→ **Document passage**:
-.-.-
OpenAI has officially released a research sample of Codex, a new AI coding agent based on a revised version of its o3 model architecture and designed exclusively for software engineering.


Designed to execute and test code autonomously.


The new Codex agent operates on Codex-1, a variation of the O3 model that is tuned for simpler code and more precise instruction execution. Unlike other AI helpers, Codex can automatically verify its outputs and iterate till the code passes. It runs in a sandboxed virtual machine environment hosted in the cloud and can interact with GitHub to preload repositories, allowing it to complete activities such as bug fixes, test generation, and feature implementation in 1 to 30 minutes.

Users can continue to use their PCs while Codex does background operations. The agent, which supports several simultaneous software engineering jobs, is now accessible to ChatGPT Pro, Team, and Enterprise users via the ChatGPT sidebar interface.


While users presently have broad access, OpenAI intends to implement rate constraints in the coming weeks. At that moment, customers will be able to purchase more credits to broaden their access. The business also announced that Codex would be made available to ChatGPT Plus and Edu users soon.

Codex Interface and Workflow


Users in ChatGPT may delegate jobs to Codex by entering a prompt and selecting “Code” or “Ask,” based on whether they want implementation or insight. Assigned tasks are shown in a sidebar, allowing users to track progress. Josh Tobin, OpenAI’s research lead, noted that the idea is for Codex to someday operate as a “virtual teammate,” capable of autonomously accomplishing difficult tasks that would normally take engineers many hours or even days.

Safety, Limitations, and Future Road Map
Codex works in an air-gapped environment, with no access to the public internet or third-party APIs, which decreases the possibility of misuse but may limit specific use cases. OpenAI indicated that Codex has measures in place to reject requests for dangerous software development. The tool incorporates several of the O3 model’s safety features.


Despite its advancements, OpenAI recognized its limits. AI coding agents are still prone to blunders, particularly during debugging. According to a recent Microsoft study, numerous top-tier models, like the Claude 3.7 Sonnet and o3-mini, failed to correct faulty code consistently.

In addition, OpenAI is enhancing Codex CLI, its open-source terminal-based coding agent, with an o4-mini model designed for engineering activities. This updated version is currently the default in Codex CLI and will also be available through OpenAI’s API, with prices starting at $1.50 per million input tokens and $6 per million output tokens.
-.-.-
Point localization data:
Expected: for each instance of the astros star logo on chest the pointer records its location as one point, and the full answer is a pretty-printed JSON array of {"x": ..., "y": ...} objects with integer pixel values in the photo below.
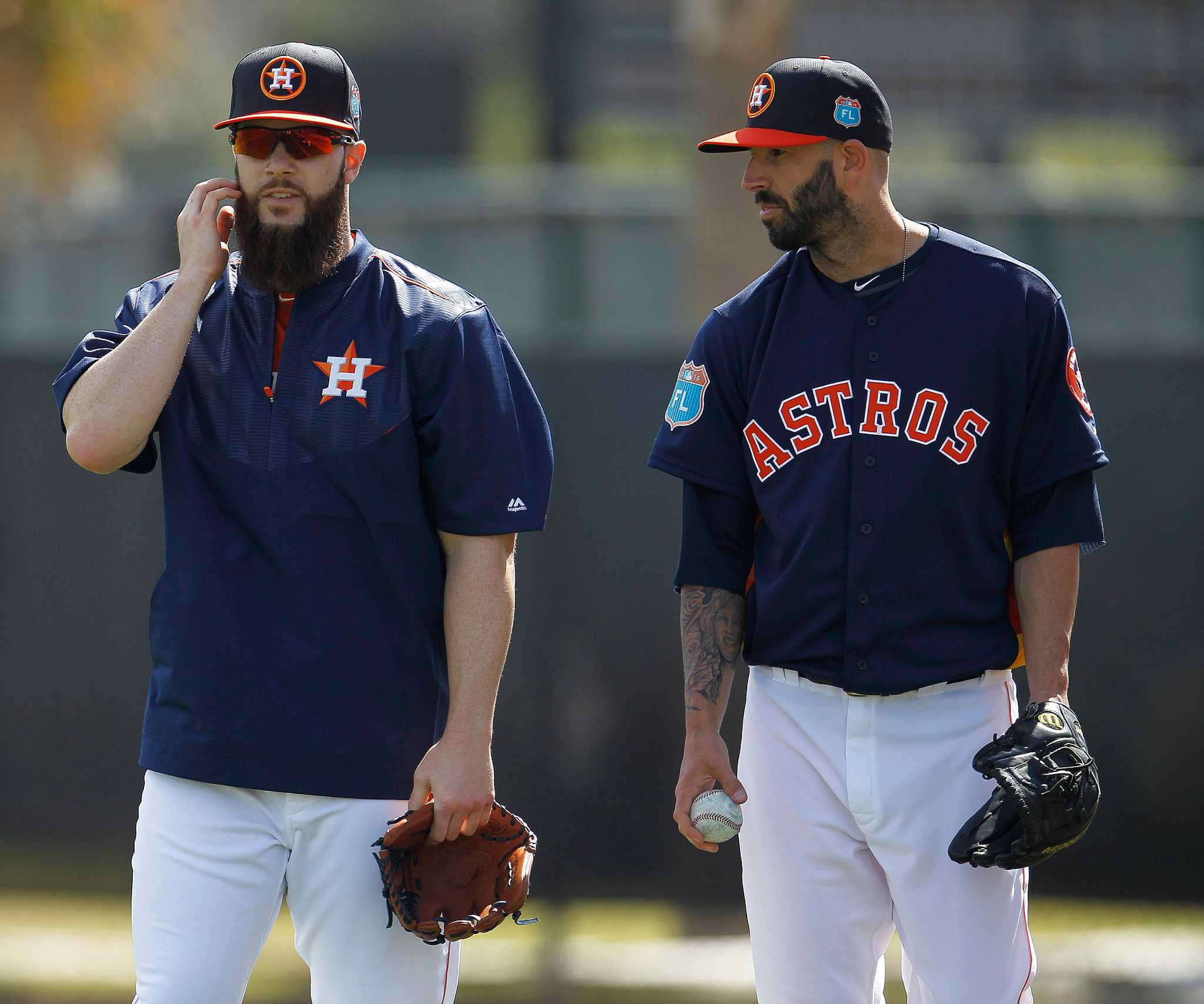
[{"x": 343, "y": 371}]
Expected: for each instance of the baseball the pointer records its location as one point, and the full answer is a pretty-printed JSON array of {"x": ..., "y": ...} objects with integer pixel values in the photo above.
[{"x": 715, "y": 816}]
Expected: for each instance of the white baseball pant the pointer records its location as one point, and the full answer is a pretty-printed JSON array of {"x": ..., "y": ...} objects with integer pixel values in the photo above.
-.-.-
→ **Exercise set**:
(1) List every AI model named in the Codex article. Do not count the Codex agent or Codex CLI.
(2) Answer these questions from the Codex article:
(a) How long does Codex take to complete activities such as bug fixes, test generation, and feature implementation?
(b) Which two options can users select when delegating a job to Codex in ChatGPT?
(c) What is the price per million output tokens for the o4-mini model through the API?

→ **Solution list**:
(1)
o3
Codex-1
Claude 3.7 Sonnet
o3-mini
o4-mini

(2)
(a) 1 to 30 minutes.
(b) "Code" or "Ask."
(c) $6.